─── Input data
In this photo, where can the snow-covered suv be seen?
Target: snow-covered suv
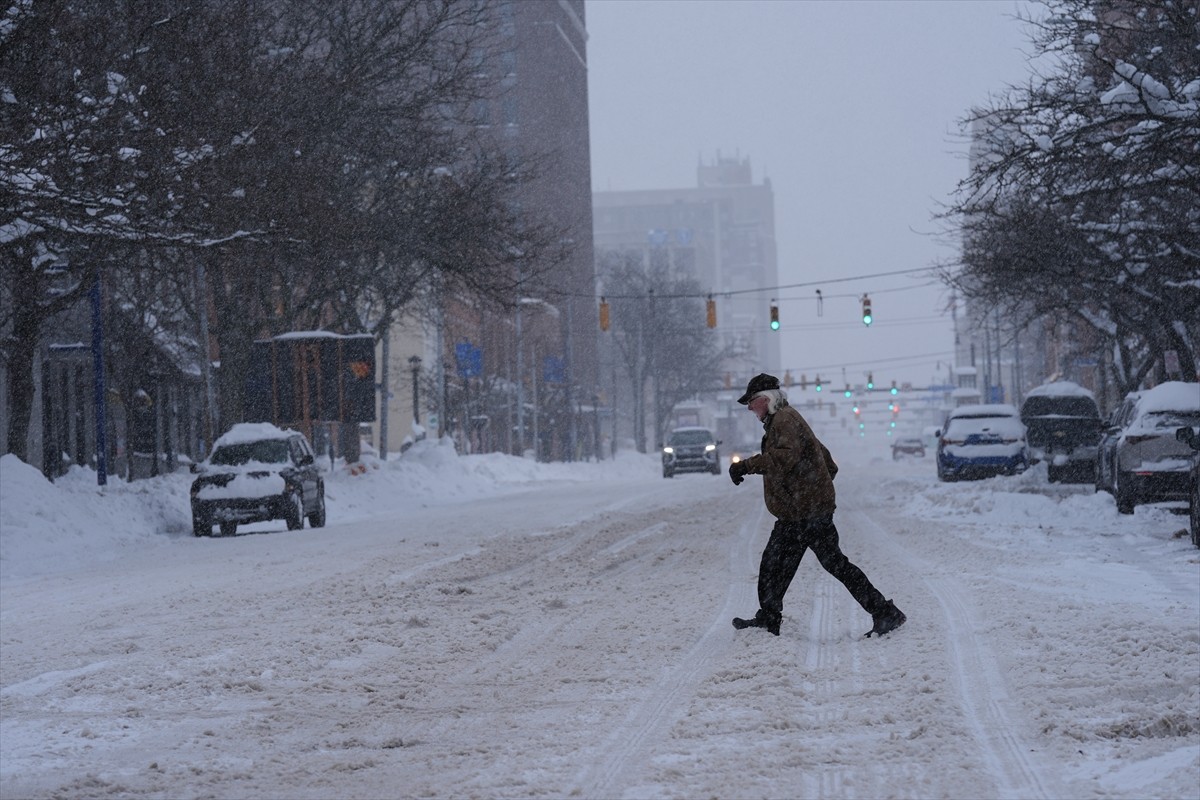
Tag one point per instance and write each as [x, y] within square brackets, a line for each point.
[1150, 464]
[257, 473]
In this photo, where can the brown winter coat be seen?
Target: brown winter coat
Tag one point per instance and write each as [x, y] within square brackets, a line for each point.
[797, 470]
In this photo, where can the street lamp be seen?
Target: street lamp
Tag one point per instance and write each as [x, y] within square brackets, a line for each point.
[414, 362]
[541, 305]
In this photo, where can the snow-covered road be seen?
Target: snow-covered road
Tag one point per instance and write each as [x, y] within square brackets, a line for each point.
[573, 638]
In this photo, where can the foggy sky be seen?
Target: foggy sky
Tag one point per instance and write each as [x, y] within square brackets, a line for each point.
[850, 108]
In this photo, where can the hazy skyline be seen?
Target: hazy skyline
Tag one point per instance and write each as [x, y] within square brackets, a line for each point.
[850, 108]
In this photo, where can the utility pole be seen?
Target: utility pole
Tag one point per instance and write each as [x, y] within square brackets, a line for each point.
[384, 394]
[97, 364]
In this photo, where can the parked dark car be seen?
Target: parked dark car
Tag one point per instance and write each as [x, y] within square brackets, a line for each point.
[1191, 437]
[1063, 427]
[1107, 450]
[982, 440]
[690, 450]
[257, 473]
[1150, 463]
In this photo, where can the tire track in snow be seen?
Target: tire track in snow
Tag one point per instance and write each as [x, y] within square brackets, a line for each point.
[984, 699]
[981, 685]
[627, 745]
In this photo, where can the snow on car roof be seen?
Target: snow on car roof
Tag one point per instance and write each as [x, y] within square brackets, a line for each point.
[245, 432]
[987, 409]
[1171, 396]
[1061, 389]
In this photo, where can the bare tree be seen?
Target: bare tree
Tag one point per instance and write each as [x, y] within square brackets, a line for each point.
[659, 334]
[310, 155]
[1086, 198]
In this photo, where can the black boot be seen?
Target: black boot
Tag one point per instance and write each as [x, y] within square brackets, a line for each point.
──────
Aim of the task:
Rewrite the rows above from the line containing "In this photo, where can the utility" down to the line containing "[1061, 389]", both ends included and the requests kept. Shift every coordinate in the answers by -82.

The completed task:
In this photo, where can the utility pole be seen?
Target: utility pole
Tag one point per instance and write each as [x, y] within square brackets, a line for each point.
[302, 312]
[15, 282]
In this photo, where can the parked dark car be seen?
Target: parked dark car
Tag one point per instance and write each as [x, y] within square brackets, a line for each point.
[1109, 355]
[981, 345]
[1025, 368]
[900, 358]
[608, 368]
[175, 391]
[1068, 381]
In this photo, where can the tire track in snow be seen?
Target: tire track in snow
Tag one point per instance and write each as [x, y] within square brackets, a line for each point.
[902, 617]
[899, 603]
[545, 663]
In this photo, where can the snow on car roof be seen?
Target: snow on car roof
Tag one point per instance and write each as [x, y] within square brackets, a line for each point.
[163, 350]
[905, 327]
[1089, 314]
[979, 307]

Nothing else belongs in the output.